[start]

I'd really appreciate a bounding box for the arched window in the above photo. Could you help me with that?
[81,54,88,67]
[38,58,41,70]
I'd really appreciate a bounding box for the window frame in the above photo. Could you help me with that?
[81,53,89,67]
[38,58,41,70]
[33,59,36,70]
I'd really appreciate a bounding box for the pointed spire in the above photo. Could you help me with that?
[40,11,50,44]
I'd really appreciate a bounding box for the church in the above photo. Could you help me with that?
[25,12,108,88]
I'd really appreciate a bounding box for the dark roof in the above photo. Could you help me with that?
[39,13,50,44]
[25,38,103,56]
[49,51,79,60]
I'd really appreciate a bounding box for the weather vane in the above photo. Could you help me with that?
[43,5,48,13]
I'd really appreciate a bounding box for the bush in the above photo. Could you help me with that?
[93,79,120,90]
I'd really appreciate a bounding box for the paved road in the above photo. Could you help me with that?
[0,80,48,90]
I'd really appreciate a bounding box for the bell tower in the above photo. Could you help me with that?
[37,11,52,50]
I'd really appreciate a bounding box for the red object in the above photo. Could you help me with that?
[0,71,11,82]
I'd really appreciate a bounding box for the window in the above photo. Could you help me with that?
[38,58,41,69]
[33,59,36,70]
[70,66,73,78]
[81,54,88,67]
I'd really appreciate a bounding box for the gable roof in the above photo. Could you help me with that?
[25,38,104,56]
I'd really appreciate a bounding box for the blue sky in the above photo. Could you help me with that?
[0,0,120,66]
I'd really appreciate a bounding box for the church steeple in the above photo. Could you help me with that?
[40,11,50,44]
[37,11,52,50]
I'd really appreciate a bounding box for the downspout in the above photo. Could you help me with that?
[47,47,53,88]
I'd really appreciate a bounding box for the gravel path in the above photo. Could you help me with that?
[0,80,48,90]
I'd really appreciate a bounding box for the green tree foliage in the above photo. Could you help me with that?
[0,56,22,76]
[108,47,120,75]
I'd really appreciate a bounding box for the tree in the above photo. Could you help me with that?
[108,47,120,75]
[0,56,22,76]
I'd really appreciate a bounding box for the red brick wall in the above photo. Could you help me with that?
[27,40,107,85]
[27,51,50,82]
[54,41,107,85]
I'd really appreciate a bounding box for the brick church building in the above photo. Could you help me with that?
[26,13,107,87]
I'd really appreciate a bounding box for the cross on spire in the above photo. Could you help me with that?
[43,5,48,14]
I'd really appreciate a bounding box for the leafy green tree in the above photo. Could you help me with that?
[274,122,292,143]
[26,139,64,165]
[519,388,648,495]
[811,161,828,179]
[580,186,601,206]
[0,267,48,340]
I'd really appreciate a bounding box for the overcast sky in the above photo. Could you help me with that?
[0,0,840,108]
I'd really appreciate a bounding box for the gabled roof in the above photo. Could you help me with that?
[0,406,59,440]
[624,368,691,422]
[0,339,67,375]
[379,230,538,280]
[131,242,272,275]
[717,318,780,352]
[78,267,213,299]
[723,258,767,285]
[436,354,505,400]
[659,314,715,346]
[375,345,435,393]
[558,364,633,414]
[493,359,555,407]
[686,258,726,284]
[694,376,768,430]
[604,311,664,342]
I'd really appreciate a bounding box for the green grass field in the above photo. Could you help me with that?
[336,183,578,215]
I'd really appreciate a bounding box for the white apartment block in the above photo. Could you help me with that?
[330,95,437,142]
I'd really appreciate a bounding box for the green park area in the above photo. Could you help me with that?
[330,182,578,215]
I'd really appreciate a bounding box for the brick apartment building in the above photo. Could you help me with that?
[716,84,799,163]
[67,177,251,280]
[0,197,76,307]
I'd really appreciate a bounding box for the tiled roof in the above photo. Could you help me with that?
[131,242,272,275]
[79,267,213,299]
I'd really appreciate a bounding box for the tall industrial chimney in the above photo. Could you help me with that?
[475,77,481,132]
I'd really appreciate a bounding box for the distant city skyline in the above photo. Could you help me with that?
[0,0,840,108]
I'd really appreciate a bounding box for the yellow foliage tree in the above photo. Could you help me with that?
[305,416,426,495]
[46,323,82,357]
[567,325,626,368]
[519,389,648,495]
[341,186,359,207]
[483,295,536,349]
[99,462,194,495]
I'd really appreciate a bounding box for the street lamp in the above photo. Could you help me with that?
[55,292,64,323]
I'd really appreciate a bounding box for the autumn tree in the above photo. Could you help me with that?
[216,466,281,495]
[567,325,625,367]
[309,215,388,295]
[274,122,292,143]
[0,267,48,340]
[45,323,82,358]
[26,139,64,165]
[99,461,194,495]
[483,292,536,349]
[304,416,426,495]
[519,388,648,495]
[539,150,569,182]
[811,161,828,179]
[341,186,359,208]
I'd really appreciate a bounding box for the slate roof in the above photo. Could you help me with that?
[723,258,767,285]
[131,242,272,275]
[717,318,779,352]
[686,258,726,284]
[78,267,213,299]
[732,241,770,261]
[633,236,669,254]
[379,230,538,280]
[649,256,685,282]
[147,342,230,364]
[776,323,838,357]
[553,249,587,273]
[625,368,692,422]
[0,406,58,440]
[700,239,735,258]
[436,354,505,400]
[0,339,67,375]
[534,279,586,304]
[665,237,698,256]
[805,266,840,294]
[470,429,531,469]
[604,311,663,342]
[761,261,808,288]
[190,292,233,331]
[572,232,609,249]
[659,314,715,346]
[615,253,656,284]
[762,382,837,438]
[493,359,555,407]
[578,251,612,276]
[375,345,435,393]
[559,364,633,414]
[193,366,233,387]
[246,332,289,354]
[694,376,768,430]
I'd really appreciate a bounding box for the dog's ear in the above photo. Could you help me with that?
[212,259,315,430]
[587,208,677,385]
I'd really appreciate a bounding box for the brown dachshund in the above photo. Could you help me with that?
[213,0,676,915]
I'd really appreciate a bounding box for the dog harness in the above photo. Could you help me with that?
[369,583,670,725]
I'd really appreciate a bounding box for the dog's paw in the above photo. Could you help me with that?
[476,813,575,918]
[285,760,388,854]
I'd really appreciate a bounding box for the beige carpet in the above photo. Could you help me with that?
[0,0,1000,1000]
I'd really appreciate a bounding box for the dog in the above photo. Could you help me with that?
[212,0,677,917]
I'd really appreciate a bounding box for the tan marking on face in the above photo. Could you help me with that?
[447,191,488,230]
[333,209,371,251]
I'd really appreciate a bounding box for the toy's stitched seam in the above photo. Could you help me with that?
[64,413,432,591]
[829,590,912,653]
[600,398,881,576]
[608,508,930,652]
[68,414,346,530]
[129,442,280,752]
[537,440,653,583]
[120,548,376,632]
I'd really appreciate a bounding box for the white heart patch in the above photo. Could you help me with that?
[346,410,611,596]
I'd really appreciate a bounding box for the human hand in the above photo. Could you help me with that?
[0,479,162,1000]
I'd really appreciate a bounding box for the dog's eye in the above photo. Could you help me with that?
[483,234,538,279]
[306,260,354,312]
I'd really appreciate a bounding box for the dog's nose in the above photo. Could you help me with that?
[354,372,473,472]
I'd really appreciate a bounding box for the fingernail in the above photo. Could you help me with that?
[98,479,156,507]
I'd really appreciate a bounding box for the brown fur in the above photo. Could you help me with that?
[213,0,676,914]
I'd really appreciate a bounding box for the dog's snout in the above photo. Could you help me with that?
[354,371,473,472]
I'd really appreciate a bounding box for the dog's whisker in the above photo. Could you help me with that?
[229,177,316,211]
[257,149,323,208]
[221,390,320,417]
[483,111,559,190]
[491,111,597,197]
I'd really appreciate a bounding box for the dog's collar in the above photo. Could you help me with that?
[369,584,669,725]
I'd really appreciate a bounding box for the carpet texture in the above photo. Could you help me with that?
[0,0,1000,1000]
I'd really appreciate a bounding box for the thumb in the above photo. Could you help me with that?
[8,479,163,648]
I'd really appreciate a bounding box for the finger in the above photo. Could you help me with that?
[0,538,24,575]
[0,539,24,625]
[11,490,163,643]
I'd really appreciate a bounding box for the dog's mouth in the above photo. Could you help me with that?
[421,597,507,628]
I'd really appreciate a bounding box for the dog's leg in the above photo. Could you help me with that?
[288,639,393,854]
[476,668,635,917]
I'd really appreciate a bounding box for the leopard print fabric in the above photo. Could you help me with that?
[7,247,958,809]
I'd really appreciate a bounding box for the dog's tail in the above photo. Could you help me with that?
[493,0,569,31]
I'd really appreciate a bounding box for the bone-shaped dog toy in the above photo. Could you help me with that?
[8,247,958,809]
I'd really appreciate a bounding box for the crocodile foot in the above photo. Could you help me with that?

[end]

## Instruction
Please pull out every line in the records above that contains the word "white".

## Solved problem
I'd really appreciate a bounding box for the white apartment block in the above photo. Could you help me with that?
I'd really appreciate a bounding box for the white heart patch in the above photo. Could you help me with that?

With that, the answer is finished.